--- DOCUMENT EXCERPT ---
________________________
How to visit Lviv in 3 days
Lviv is the most progressive and artistic city in Ukraine, and the most Ukrainian as well.
From elegant buildings to a European-like, perfectly shaped old city, but also with plenty of Soviet stuff, this is by far, the most tourist-friendly destination in the country.
I spent almost 3 weeks visiting Lviv, mainly because, at that point, I was considering moving there indefinitely, working my way a digital nomad.
And I loved it.
In 3 weeks, I partied in a sadomasochistic bar; visited plenty of quirky, Soviet buildings; tasted countless types of craft beer; had some of the best coffee in Europe; and learned so much about the real, non-Russian-influenced Ukrainian culture.
Plus Lviv is damn cheap.
In this guide, I want you to learn how to visit Lviv and do all of that in a 3-day itinerary, with Lviv travel tips included.
________________________
--- MATERIAL ---
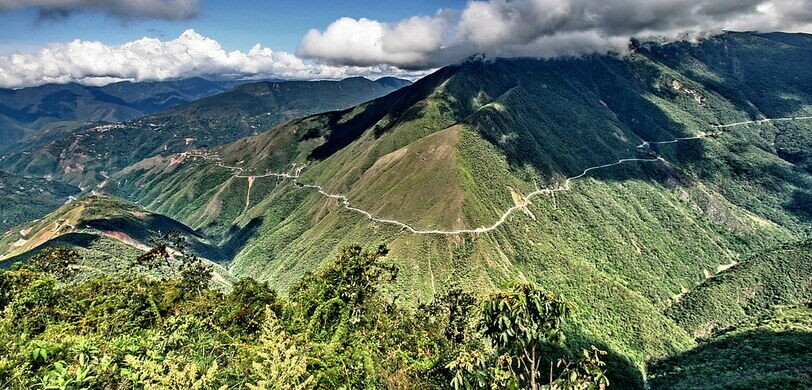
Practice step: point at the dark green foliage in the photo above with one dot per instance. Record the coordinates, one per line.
________________________
--- WORK TO BE COMPLETED ---
According to the Lviv travel guide, how long did the writer spend visiting the city?

--- REPLY ---
Almost 3 weeks.